In the listing below, rewrite the part that opens with the line containing "Provide the polygon of every instance of the dense" and runs through the end of the listing, putting "Outline" in place of "Segment" and leaving everything else unchanged.

# SUPPLIED ENTRIES
_____

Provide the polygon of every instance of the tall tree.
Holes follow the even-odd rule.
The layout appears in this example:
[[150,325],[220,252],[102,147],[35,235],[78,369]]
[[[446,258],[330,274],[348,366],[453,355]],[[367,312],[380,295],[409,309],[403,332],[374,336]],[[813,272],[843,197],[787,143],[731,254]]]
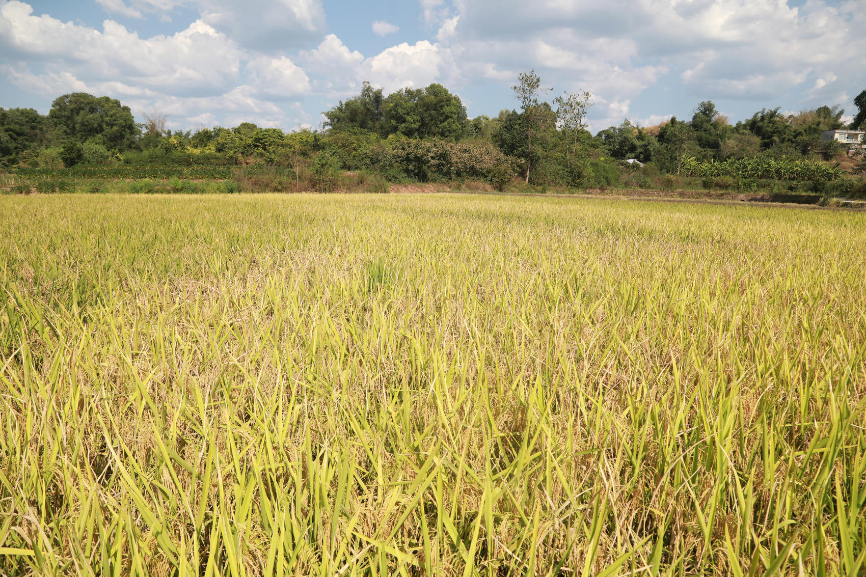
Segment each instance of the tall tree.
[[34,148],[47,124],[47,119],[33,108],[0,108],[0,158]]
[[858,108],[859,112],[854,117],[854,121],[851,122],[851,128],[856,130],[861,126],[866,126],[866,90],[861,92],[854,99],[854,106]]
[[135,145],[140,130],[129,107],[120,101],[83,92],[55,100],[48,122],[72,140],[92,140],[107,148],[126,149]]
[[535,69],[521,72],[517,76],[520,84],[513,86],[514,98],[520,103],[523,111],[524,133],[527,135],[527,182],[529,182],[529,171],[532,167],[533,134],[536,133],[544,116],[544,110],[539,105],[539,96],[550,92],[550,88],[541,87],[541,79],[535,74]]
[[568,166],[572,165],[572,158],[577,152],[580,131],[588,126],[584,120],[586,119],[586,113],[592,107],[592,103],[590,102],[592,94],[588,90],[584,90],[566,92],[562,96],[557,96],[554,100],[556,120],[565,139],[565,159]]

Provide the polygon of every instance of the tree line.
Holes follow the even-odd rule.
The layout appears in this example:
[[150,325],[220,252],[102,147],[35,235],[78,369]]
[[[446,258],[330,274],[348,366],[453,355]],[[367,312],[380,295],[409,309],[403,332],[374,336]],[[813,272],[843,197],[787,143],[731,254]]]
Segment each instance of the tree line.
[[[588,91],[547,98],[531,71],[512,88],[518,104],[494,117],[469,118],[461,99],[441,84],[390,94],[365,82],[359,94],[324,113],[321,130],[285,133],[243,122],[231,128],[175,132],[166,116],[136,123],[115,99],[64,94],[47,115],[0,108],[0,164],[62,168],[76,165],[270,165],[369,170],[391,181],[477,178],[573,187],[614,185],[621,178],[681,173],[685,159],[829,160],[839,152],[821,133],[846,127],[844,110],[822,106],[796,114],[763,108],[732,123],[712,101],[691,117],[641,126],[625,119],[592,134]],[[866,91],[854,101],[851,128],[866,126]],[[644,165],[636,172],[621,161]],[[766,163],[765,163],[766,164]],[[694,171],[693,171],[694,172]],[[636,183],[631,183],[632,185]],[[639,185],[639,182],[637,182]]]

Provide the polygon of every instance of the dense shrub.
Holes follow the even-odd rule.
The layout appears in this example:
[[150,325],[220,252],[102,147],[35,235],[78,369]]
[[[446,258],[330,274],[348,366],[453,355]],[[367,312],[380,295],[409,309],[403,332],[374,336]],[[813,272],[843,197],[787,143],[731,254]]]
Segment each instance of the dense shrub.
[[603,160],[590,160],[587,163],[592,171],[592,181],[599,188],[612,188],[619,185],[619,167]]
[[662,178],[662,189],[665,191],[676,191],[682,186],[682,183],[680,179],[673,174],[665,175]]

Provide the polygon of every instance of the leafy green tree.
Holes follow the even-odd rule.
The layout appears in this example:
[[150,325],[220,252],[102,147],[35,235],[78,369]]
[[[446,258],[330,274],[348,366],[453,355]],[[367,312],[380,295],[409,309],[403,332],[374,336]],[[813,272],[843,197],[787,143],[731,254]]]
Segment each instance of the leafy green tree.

_____

# FINISHED ANSWER
Provide the polygon of every instance of the dense shrub.
Holes follow the even-odd rule.
The layout appears in this example:
[[150,325],[220,252],[102,147],[35,235],[78,369]]
[[[446,258],[330,274],[348,366],[453,355]],[[367,312],[380,295],[409,309],[403,332],[374,336]],[[813,272],[843,197],[787,143],[731,254]]]
Outline each instance of the dense shrub.
[[603,160],[590,160],[587,163],[592,171],[592,181],[599,188],[612,188],[619,185],[619,167]]
[[662,178],[662,189],[665,191],[676,191],[682,186],[682,183],[680,179],[673,174],[665,175]]

Provide the polygon of every instance of the leafy green tree.
Holes follow the even-odd rule.
The layout appears in this example:
[[150,325],[220,252],[102,147],[35,235],[78,369]]
[[[446,258],[330,274],[348,366],[453,355]],[[367,312],[380,295],[409,309],[403,332],[374,336]],[[813,272],[843,197],[787,143],[731,254]]]
Outline each instance of the leafy green tree.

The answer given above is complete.